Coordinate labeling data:
■ ■ ■ ■

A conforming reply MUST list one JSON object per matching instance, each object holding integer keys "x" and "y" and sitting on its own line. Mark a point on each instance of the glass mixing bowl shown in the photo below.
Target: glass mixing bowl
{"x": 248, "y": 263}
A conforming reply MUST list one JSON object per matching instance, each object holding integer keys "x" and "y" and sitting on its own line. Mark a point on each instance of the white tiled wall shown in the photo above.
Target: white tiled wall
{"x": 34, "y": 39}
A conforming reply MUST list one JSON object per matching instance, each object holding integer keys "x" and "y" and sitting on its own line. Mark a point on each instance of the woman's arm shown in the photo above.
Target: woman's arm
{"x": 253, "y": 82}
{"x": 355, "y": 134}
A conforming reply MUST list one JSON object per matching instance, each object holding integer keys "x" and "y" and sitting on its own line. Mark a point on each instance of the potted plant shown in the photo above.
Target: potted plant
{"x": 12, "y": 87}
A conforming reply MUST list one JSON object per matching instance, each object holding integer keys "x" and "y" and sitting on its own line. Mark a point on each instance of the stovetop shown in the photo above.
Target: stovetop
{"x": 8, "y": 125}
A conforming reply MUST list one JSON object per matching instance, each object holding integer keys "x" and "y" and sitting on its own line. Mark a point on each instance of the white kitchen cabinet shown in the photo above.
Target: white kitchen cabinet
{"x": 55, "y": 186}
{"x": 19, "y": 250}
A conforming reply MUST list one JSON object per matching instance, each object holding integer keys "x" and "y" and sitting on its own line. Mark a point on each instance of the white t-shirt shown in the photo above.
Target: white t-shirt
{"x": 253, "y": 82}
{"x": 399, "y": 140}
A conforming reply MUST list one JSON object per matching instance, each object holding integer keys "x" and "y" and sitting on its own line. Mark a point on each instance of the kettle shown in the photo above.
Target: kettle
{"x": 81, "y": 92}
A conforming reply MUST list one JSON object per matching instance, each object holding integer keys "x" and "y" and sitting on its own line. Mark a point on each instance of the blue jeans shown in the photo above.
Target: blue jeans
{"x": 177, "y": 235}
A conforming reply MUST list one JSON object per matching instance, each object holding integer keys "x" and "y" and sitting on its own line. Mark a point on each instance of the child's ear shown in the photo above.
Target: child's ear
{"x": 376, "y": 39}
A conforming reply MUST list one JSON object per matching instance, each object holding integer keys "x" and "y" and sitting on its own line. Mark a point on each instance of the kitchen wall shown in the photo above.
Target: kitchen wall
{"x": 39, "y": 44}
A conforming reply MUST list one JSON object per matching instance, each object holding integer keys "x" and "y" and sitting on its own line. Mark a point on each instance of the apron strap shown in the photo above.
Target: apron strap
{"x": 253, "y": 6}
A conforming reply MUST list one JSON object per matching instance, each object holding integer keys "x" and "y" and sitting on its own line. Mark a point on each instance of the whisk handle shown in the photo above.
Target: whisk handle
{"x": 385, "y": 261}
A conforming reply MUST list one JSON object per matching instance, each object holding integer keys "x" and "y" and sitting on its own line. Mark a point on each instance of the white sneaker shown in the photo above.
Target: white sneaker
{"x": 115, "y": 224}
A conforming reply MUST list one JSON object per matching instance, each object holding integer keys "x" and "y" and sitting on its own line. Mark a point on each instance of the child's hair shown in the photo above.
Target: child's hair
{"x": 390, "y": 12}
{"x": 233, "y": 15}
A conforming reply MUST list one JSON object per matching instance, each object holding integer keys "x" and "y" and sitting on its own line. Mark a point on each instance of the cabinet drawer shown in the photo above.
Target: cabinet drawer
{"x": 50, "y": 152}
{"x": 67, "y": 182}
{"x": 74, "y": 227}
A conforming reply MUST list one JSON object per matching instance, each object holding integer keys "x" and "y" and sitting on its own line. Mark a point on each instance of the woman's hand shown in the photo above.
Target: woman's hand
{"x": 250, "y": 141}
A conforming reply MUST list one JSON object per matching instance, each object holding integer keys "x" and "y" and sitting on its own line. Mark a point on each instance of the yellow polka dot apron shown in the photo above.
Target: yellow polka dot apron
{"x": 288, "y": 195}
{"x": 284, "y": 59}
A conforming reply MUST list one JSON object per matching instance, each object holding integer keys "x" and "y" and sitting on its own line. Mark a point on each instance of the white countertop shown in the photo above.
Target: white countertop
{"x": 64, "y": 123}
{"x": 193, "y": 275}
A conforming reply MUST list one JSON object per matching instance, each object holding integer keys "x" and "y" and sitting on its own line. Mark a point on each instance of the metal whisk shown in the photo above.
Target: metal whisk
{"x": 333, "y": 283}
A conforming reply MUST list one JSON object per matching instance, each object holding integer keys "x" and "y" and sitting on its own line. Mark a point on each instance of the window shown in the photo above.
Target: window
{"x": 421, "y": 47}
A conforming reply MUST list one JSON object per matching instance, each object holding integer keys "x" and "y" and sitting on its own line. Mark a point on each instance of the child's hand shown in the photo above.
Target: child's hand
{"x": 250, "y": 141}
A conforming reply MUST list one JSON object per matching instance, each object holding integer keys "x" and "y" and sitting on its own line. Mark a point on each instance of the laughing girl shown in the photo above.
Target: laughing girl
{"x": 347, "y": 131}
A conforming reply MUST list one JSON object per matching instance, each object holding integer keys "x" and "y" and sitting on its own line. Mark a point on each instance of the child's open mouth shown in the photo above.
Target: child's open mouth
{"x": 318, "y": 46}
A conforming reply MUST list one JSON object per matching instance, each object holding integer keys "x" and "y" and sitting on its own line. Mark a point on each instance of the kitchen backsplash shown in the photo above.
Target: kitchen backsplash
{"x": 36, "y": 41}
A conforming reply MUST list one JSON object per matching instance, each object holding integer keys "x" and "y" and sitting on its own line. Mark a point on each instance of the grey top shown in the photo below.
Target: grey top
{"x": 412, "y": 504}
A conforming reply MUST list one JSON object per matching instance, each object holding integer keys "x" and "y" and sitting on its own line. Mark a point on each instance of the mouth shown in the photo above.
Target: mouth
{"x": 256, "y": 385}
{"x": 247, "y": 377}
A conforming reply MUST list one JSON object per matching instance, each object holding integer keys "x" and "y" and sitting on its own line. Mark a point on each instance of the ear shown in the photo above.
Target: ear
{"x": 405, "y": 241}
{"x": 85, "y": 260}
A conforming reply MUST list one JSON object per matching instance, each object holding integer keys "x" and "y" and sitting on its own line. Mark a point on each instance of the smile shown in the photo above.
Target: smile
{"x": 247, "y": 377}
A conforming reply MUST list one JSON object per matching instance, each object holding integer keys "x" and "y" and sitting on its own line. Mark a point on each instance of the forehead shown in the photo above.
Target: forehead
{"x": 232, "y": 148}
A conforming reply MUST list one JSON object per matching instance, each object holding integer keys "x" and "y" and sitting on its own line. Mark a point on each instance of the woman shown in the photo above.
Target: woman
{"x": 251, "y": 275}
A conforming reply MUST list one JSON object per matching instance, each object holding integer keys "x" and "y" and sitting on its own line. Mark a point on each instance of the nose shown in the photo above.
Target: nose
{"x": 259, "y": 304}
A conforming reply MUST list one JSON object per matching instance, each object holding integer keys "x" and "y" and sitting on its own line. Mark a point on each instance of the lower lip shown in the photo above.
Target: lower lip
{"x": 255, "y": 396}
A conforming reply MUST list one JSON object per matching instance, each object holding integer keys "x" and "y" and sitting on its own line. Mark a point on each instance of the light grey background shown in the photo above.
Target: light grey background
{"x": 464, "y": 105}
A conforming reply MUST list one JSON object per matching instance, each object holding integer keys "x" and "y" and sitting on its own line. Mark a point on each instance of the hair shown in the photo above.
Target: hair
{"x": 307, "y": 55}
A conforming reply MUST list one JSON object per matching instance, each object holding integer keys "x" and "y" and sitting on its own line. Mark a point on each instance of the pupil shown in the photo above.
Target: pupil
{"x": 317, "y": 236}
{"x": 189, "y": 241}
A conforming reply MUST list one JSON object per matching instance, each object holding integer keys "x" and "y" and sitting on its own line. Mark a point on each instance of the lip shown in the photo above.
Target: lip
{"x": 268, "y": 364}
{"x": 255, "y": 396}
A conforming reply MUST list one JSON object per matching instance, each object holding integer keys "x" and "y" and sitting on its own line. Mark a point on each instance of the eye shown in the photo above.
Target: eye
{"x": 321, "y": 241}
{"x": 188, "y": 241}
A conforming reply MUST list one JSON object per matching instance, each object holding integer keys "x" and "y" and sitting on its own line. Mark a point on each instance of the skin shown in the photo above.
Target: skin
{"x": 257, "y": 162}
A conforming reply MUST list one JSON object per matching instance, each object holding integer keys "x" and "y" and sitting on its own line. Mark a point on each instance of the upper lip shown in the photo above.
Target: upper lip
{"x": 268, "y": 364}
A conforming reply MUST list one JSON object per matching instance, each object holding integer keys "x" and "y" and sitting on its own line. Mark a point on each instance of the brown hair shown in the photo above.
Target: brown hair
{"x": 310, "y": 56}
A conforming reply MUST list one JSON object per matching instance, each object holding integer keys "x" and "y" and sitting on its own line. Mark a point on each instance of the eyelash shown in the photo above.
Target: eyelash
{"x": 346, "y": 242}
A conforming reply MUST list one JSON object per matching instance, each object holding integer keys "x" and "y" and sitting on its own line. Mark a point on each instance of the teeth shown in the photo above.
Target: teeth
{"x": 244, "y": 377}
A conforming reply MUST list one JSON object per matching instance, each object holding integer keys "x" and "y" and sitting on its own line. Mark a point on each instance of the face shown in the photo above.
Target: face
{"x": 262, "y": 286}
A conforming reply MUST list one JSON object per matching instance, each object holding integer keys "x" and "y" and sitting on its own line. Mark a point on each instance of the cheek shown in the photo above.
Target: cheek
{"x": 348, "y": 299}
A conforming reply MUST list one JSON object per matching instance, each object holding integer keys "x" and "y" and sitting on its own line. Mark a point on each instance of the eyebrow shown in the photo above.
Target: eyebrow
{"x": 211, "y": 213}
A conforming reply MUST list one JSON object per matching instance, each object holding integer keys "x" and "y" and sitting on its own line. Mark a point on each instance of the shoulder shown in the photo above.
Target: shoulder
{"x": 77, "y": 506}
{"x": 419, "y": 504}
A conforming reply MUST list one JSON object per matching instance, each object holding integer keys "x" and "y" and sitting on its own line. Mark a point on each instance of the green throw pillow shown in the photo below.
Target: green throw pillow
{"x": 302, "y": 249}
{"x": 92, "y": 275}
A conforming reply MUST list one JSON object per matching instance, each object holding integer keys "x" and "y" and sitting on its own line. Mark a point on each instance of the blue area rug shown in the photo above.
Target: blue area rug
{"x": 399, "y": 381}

■ ■ ■ ■

**WORK INSTRUCTIONS:**
Take the line with "brown hair shown in the photo above." and all lines after it to the last line, and reproduce them exactly.

**FULL RESPONSE:**
A conforming reply MUST list one JSON object per matching instance, each object holding integer keys "x" and "y" and sitting on its own line. Mark a point on each instance of the brown hair shown in the photo above.
Target: brown hair
{"x": 310, "y": 56}
A conforming reply MUST list one JSON object per matching instance, each object holding integer keys "x" and "y" and sitting on its own line. Mark a point on each instance of the eyelash shown in the photo above.
Target: eyelash
{"x": 346, "y": 242}
A conforming reply MUST list one JSON object per matching instance, each object holding integer keys "x" and "y" and sitting on its own line. Mark a point on each instance of the teeth shown in the photo above.
Target: teeth
{"x": 244, "y": 377}
A conforming reply MUST list one JSON object per matching instance, each object holding integer keys "x" and "y" and sitting on its own line. Mark a point on each instance of the face shown in the photo above.
Target: face
{"x": 262, "y": 286}
A conforming reply MUST list one JSON object per matching instance, each object holding integer keys "x" and "y" and sitting on its own line. Mark a point on each instance of the cheek shown in the photo above.
Target: cheek
{"x": 348, "y": 299}
A conforming reply MUST list one JSON object per matching instance, each object holding integer keys "x" and "y" and sitting on its own line. Mark a point on each instance of the eyebrow shown in the photo above.
Target: eyebrow
{"x": 211, "y": 213}
A conforming reply MUST list one JSON object per matching instance, each object holding integer keys "x" and "y" and sitting on its own line. Mark a point on each instance of the shoulder shown in the photo above.
Target: shoulder
{"x": 77, "y": 506}
{"x": 419, "y": 504}
A conforming reply MUST list one JSON object per matching instance, each object holding integer keys "x" and "y" and sitting on its own line. Mark a point on each instance of the green throw pillow shown in the photo below.
Target: green throw pillow
{"x": 302, "y": 249}
{"x": 92, "y": 275}
A conforming reply MUST list one JSON object per matching instance, each object holding integer keys "x" and "y" and sitting on its own line. Mark a point on each instance of the blue area rug shown in the photo above.
Target: blue area rug
{"x": 399, "y": 381}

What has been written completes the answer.